*Task objective:*
Repeat the listing exactly, line by line, and leave the pictures behind.
++++++++++++++++++++
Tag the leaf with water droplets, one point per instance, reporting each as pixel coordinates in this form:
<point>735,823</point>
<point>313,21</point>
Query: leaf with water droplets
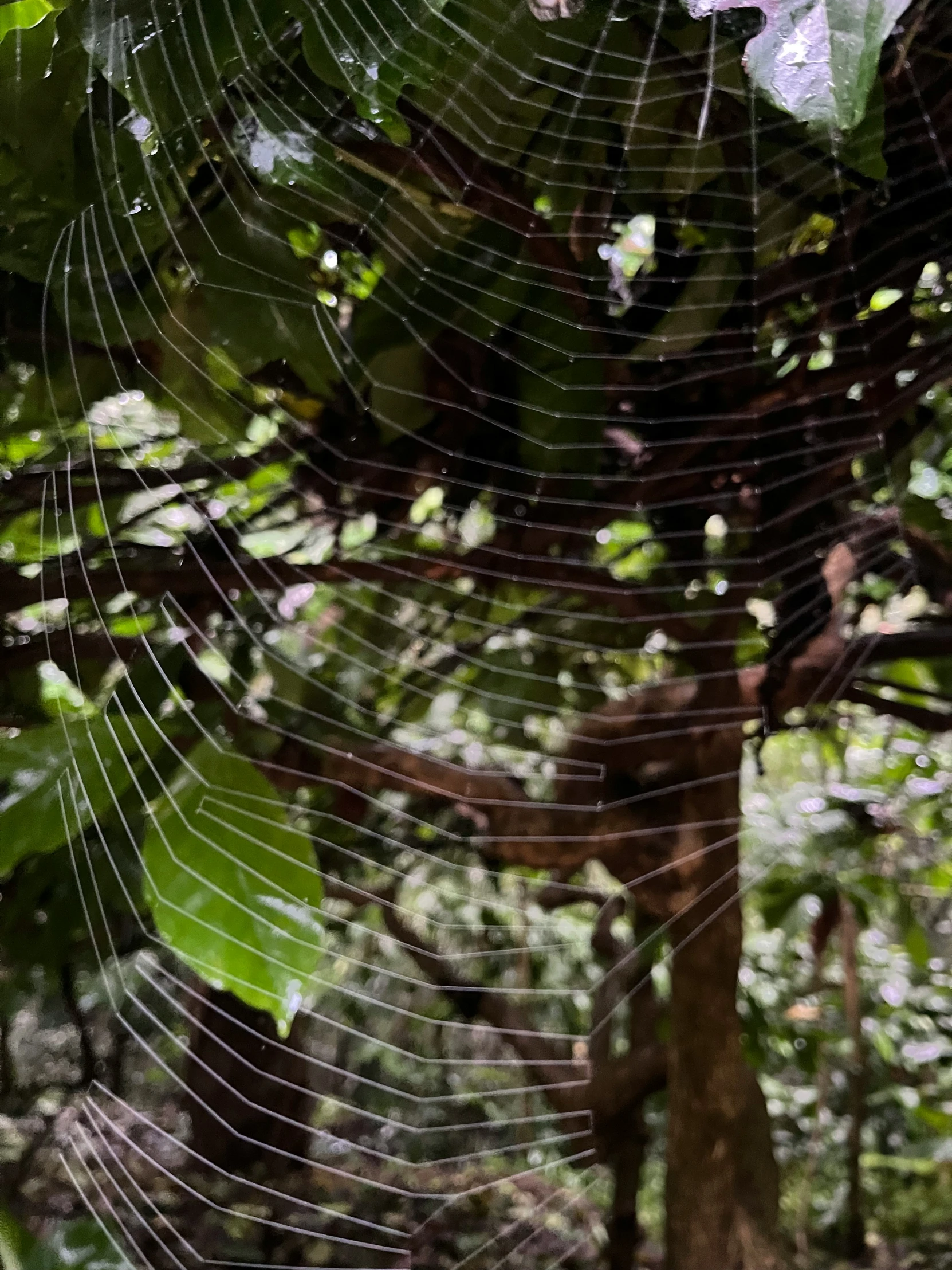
<point>815,59</point>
++++++++++++++++++++
*Worked solution:*
Tag the leaf with water droplets, one point per instance, reporting each as pixel coordinates in this form:
<point>735,823</point>
<point>313,21</point>
Query: leaf with water droplets
<point>815,59</point>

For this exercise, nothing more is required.